• **WHAT THE EXERCISE ASKS**:
Every entry below should be printed exactly.

Stored data

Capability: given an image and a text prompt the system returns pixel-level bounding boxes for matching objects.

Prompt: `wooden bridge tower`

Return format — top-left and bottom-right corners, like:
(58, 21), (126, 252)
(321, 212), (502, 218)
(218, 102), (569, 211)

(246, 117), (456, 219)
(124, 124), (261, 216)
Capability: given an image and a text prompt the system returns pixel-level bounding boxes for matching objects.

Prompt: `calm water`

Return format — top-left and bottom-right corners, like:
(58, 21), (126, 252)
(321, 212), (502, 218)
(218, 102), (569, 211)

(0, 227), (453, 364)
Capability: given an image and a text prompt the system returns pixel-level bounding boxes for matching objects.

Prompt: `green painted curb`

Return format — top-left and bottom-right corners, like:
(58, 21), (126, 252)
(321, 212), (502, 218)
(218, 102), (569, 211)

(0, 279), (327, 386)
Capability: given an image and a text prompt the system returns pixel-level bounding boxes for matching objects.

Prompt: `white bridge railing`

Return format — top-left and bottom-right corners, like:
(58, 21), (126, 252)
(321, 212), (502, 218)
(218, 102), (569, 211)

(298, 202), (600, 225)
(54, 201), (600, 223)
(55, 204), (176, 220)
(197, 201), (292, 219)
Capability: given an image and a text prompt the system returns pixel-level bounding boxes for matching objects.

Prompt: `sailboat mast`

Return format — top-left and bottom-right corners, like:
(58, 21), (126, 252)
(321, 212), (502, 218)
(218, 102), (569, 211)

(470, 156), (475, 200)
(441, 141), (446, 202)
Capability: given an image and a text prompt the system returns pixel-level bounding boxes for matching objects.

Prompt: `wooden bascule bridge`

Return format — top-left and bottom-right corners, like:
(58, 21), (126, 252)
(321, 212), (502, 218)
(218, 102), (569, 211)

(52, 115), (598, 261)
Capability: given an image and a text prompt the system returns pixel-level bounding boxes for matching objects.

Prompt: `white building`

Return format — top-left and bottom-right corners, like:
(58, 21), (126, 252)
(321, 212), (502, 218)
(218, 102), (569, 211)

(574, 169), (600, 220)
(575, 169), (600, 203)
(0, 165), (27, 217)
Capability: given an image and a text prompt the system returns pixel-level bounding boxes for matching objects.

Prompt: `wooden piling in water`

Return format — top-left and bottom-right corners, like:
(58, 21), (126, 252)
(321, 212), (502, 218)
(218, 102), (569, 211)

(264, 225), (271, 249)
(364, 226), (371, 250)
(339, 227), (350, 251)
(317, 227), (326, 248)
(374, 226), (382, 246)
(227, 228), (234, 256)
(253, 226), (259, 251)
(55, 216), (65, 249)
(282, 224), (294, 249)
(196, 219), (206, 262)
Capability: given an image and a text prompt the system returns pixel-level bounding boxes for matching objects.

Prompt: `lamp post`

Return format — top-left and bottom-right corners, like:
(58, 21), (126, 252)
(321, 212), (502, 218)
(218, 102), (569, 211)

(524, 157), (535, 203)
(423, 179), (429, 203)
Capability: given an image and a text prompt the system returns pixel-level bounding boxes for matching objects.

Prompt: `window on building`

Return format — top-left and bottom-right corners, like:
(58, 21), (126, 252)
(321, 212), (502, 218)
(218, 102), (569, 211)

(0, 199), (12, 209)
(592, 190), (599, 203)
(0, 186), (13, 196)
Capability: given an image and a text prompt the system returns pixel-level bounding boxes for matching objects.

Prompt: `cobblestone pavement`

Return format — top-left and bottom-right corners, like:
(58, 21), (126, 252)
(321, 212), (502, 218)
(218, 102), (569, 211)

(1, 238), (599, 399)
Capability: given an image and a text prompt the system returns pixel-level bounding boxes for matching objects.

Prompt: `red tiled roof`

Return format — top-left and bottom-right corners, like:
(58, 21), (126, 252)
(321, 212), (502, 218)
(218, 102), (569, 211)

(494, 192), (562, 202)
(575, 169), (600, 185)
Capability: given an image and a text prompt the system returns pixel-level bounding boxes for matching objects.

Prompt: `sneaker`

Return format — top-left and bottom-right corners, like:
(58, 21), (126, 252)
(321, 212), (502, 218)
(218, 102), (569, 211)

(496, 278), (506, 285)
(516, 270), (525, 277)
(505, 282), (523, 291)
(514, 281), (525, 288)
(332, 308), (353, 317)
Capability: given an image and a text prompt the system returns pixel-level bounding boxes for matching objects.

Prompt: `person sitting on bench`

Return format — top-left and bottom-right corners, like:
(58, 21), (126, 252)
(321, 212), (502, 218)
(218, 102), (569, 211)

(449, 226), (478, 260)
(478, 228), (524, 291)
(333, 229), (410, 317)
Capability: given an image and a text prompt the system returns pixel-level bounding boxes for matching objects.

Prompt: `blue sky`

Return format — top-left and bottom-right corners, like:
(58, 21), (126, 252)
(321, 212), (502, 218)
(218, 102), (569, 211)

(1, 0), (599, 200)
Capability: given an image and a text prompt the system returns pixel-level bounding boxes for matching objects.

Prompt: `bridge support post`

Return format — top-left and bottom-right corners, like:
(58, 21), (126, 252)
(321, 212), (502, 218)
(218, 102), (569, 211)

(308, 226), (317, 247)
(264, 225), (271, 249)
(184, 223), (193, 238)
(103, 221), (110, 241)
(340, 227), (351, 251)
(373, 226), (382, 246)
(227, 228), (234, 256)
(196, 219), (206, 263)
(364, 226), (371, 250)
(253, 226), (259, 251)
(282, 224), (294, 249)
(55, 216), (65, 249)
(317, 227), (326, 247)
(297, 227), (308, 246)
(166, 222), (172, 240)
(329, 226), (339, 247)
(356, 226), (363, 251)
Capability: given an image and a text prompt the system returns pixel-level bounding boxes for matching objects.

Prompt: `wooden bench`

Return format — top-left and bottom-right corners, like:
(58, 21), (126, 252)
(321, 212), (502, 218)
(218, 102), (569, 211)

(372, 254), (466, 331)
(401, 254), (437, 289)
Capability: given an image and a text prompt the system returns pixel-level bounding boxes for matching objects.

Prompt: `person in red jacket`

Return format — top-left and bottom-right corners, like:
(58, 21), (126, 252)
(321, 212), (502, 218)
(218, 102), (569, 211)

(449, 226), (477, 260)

• **EXPECTED ANSWER**:
Capability: given an image and a text prompt the system returns pixel-level bounding boxes for matching objects.

Prompt: `wooden bridge tower`

Return format — top-left and bottom-right corners, like:
(58, 21), (126, 252)
(321, 212), (502, 218)
(218, 102), (569, 211)

(246, 117), (456, 219)
(124, 124), (261, 216)
Capability: given an image and a text prompt the system returns pixel-level bounding boxes for matching objects.

Prompt: `calm water`

Return format — top-left and bottom-right corners, like:
(58, 21), (126, 252)
(321, 212), (502, 218)
(218, 102), (569, 211)

(0, 227), (453, 364)
Capability: given an image and a text prompt the system returns pixel-level bounding boxes for matching objects.

Prompt: `green painted curb`

Return format — top-left and bottom-right corners, like:
(58, 21), (126, 252)
(321, 212), (502, 218)
(218, 102), (569, 211)

(0, 279), (327, 386)
Capability: given an image and a text prompt the system returns pixel-level bounding boxes for matching objects.

Prompt: `white bridge railing`

Return format — top-left and bottom-right corners, like:
(58, 21), (126, 252)
(321, 212), (502, 218)
(218, 102), (569, 211)

(298, 202), (600, 225)
(54, 201), (600, 223)
(55, 204), (176, 220)
(197, 201), (292, 219)
Capability: given an image and a text prompt the system returns pixel-level bounding boxes for matching objects.

Prompt: `sailboat mast`

Return format — top-left and bottom-right corners, like:
(58, 21), (126, 252)
(321, 212), (502, 218)
(218, 102), (569, 211)

(470, 156), (475, 200)
(441, 141), (446, 202)
Capability: given an image and a text prompt the system returns pixel-level bounding boxes for matching objects.

Prompt: `wooden bascule bridge`

Return format — top-left and bottom-right corners, like:
(58, 21), (126, 252)
(321, 212), (502, 218)
(218, 102), (569, 211)

(52, 115), (598, 261)
Capability: given an image and a text prompt the system returns pixel-level bounding boxes for matching objects.

Prompt: `white building`

Return format — top-left and bottom-right corners, like:
(58, 21), (126, 252)
(321, 212), (502, 218)
(218, 102), (569, 211)

(574, 169), (600, 220)
(575, 169), (600, 203)
(0, 165), (27, 217)
Capability: given an image and a text prompt the system returns pixel-level bounding boxes for matching objects.

Prompt: `wooden piling in water`

Return format — top-left and bottom-right corners, like:
(58, 21), (126, 252)
(321, 212), (502, 218)
(218, 102), (569, 211)

(264, 225), (271, 249)
(364, 226), (371, 250)
(339, 227), (350, 251)
(317, 227), (326, 248)
(374, 226), (382, 246)
(227, 228), (234, 256)
(253, 226), (259, 251)
(55, 216), (65, 249)
(282, 224), (294, 249)
(196, 219), (206, 262)
Capability: given an image and a text prompt the system returns pixel-level bounding boxes for matching objects.

Prompt: `lamp post`

Return format — top-left and bottom-right corners, like:
(58, 21), (126, 252)
(321, 212), (502, 218)
(218, 102), (569, 211)

(524, 157), (535, 203)
(423, 179), (429, 203)
Capability: given an image and a text prompt the system returns pixel-level bounding boxes for matching objects.

Prompt: `window on building`

Return format — top-left and bottom-right corners, like:
(58, 21), (126, 252)
(321, 212), (502, 218)
(218, 102), (569, 211)

(0, 199), (12, 209)
(592, 190), (599, 203)
(0, 186), (13, 196)
Capability: given an image and a text prompt the system returns pixel-level bounding boxes for matching objects.

Prompt: `cobblestone pavement`

Return format — top-left and bottom-right corners, like:
(58, 21), (126, 252)
(321, 212), (502, 218)
(218, 102), (569, 211)

(1, 238), (599, 399)
Capability: given an image and a text prompt the system returns pixel-level bounding boxes for matching objects.

Prompt: `red tiled roof`

Return format — top-left and bottom-right corners, like:
(58, 21), (126, 252)
(321, 212), (502, 218)
(218, 102), (569, 211)

(494, 192), (562, 202)
(575, 169), (600, 185)
Capability: given an image and a text prompt the system returns pixel-level bounding boxes for matching objects.

Prompt: `sneaker`

Return format — top-left and bottom-right corners, like:
(58, 21), (126, 252)
(321, 212), (502, 218)
(218, 102), (569, 211)

(496, 278), (506, 285)
(516, 270), (525, 277)
(505, 282), (523, 291)
(514, 281), (525, 288)
(332, 308), (353, 317)
Capability: given an image and a text prompt the system returns pixel-level bounding boxes for matching objects.

Prompt: `person sitting on bench`

Return format — top-left and bottom-right corners, like:
(58, 21), (126, 252)
(321, 212), (502, 218)
(218, 102), (569, 211)

(449, 226), (478, 260)
(478, 228), (524, 291)
(333, 229), (410, 317)
Capability: given an image and a text prompt the system returns pixel-level bounding boxes for matching objects.

Prompt: `blue sky`

Return format — top-left and bottom-right corners, like:
(58, 21), (126, 252)
(321, 212), (502, 218)
(218, 102), (569, 211)

(1, 0), (599, 200)
Capability: given an image and a text prompt the system returns pixel-level bounding boxes for matching objects.

Prompt: `bridge support post`

Return format — top-left and bottom-right corners, like:
(58, 21), (126, 252)
(321, 212), (502, 218)
(218, 102), (569, 211)

(308, 226), (317, 247)
(264, 225), (271, 249)
(184, 223), (193, 238)
(103, 221), (110, 241)
(340, 227), (351, 251)
(373, 226), (382, 246)
(227, 228), (234, 256)
(196, 219), (206, 263)
(364, 226), (371, 250)
(253, 226), (259, 251)
(282, 224), (294, 249)
(55, 216), (65, 249)
(317, 227), (326, 247)
(297, 227), (308, 246)
(166, 222), (172, 240)
(329, 226), (339, 247)
(356, 226), (363, 251)
Capability: given an image and a text prompt the system returns pixel-level bounding boxes for matching objects.

Prompt: `wooden bench`

Return format — top-left and bottom-right corners, like:
(58, 21), (126, 252)
(321, 212), (502, 218)
(218, 102), (569, 211)

(372, 254), (466, 331)
(401, 254), (437, 289)
Capability: given an image and a text prompt the system returns pixel-level bounding boxes for matching objects.

Prompt: `person in red jacket`

Return format — top-left and bottom-right corners, like:
(58, 21), (126, 252)
(321, 212), (502, 218)
(218, 102), (569, 211)

(449, 226), (477, 260)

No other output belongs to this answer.